Begin

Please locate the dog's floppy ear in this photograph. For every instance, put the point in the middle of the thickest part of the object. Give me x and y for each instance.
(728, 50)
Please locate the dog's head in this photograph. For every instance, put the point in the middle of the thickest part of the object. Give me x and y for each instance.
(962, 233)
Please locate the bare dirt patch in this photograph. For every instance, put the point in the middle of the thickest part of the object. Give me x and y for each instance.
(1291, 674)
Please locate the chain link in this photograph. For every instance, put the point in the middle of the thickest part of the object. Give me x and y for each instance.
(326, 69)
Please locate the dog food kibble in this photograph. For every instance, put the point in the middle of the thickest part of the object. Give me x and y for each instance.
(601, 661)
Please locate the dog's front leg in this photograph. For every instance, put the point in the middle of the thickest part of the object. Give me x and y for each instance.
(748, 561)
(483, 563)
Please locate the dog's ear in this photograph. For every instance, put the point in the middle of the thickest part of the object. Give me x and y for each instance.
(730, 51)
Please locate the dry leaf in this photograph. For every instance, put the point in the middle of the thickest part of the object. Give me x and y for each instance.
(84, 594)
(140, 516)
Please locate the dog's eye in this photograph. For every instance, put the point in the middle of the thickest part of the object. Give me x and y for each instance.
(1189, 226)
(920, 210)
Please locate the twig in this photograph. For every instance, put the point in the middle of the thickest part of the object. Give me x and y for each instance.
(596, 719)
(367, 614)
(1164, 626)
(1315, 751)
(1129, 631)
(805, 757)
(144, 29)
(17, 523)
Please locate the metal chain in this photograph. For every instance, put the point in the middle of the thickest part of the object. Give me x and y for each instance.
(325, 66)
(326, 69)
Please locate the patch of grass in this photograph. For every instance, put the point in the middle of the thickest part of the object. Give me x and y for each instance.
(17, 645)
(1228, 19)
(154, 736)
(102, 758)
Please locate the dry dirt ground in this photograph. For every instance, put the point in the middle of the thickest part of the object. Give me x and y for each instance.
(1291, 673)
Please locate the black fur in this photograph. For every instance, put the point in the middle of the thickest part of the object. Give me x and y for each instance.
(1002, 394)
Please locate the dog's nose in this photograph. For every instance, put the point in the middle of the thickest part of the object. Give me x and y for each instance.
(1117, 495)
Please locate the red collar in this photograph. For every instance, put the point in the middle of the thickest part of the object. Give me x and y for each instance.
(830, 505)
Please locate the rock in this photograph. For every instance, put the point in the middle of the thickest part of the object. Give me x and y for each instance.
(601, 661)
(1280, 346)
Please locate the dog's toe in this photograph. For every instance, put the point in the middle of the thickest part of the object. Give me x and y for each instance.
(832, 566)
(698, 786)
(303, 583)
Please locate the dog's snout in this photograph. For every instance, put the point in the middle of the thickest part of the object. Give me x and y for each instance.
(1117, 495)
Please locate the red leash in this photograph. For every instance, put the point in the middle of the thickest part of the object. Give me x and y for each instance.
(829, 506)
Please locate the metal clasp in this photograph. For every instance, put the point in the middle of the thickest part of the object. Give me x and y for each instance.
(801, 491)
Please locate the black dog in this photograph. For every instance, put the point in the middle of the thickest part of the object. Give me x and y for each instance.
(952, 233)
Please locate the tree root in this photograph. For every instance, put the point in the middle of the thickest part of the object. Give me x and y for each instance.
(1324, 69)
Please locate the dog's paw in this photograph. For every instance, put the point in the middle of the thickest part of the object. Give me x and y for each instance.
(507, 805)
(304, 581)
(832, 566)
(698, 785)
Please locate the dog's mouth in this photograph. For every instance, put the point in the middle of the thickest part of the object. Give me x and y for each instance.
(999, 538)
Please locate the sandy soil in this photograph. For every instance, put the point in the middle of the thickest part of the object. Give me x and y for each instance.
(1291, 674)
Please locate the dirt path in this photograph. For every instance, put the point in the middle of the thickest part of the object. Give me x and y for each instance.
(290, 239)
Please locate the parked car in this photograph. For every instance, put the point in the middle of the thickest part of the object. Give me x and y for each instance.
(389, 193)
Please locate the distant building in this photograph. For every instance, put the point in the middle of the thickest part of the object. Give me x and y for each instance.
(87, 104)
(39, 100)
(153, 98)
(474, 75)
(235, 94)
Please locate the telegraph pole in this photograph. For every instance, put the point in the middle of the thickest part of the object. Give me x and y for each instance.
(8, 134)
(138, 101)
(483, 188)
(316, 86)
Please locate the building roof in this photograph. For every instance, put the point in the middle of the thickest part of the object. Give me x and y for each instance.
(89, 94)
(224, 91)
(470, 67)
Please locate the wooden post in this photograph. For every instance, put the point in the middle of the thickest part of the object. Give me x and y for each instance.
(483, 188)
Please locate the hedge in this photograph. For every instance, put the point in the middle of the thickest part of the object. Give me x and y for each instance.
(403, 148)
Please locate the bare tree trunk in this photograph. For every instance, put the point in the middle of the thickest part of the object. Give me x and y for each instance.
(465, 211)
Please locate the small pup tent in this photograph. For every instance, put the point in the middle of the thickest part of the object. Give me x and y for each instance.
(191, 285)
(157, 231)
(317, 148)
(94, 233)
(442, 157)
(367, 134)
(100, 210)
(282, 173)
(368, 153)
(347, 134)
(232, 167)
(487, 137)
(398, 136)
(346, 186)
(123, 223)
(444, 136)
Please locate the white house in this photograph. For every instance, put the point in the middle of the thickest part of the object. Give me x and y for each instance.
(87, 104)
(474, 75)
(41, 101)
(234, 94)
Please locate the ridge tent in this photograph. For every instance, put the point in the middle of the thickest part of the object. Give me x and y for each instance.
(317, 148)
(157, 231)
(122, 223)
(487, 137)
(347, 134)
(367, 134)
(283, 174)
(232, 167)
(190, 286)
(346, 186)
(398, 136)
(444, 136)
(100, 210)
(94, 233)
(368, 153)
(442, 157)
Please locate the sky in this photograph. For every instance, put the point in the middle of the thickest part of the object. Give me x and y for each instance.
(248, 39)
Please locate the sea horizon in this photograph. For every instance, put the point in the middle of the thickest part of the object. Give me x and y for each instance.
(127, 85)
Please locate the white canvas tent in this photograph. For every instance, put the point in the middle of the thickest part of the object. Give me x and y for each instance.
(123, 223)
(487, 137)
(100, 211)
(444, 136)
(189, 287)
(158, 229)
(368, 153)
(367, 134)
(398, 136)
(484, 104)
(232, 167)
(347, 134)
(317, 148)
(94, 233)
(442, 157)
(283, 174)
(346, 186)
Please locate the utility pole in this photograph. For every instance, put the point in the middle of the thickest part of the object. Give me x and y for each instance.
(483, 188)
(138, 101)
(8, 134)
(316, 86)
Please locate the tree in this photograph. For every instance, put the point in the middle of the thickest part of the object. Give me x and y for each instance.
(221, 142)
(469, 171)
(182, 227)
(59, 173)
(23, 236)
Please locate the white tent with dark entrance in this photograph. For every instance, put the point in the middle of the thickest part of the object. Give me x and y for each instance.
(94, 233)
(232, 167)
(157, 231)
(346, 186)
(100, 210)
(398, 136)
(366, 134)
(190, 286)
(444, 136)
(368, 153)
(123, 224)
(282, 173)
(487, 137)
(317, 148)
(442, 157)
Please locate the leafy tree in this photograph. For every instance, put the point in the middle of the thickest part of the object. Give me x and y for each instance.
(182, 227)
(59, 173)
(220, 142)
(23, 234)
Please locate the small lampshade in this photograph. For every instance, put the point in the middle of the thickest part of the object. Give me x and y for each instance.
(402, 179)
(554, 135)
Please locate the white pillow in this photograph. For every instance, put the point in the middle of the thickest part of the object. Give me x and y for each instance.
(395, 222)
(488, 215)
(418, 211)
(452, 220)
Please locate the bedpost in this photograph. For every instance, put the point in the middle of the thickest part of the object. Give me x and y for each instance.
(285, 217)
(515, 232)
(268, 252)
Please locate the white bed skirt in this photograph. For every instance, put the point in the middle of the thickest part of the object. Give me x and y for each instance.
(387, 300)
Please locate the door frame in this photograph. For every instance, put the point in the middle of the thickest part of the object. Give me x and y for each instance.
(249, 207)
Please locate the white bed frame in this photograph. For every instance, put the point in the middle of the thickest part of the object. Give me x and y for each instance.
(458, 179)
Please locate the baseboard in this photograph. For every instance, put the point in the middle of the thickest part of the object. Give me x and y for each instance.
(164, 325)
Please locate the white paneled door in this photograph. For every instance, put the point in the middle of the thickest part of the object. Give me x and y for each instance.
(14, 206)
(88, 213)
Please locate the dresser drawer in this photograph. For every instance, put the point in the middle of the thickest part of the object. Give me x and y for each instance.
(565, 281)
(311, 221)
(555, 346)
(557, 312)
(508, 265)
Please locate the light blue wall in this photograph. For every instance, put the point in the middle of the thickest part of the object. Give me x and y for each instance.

End

Exercise directions | From the line holding "Please locate the white pillow" through the last line above, reproduce each line exactly and add nothing.

Solution below |
Please locate the white pillow in this photograph. For every instance, put the point in the middle of the thickest part of the object. Give me x and y for each instance.
(395, 222)
(488, 215)
(418, 211)
(452, 220)
Please locate the bedpost in this photograph. For every instance, put the point in the middle of the thickest part of the object. Give me x and y for each instance.
(285, 217)
(515, 232)
(268, 252)
Please locate the white bed skirt in this photograph. For every instance, put the point in the middle of the thickest part of the object. Give me x and y for each instance.
(387, 300)
Please locate the door frame in this photograph. For every instance, put the point in the middle of the thickest part of the object. Give me x and y for each instance.
(249, 207)
Please locate the white bed frame in this photograph. For every instance, put the point in the middle of the thickest part of the object. Give me x and y for each instance.
(458, 179)
Please locate the baseboard in this photograph. For every instance, put the point in the middle of the thickest part of the object. Give me x and y for each instance.
(164, 325)
Please locate the white paneled door in this photograph. For every instance, put the point in the middle of the thickest part of the object. Give me x and y for each instance.
(14, 206)
(88, 213)
Please locate the dresser drawer in this photograph. For every instance, put the point in the middle of the thickest part of the object. Give me x and y for each instance.
(565, 281)
(311, 221)
(555, 346)
(557, 312)
(508, 265)
Please locate the light blue wall in this photograph. For every instance, put the point in the middle of the thickest part of the object. Give me x and y for each instance.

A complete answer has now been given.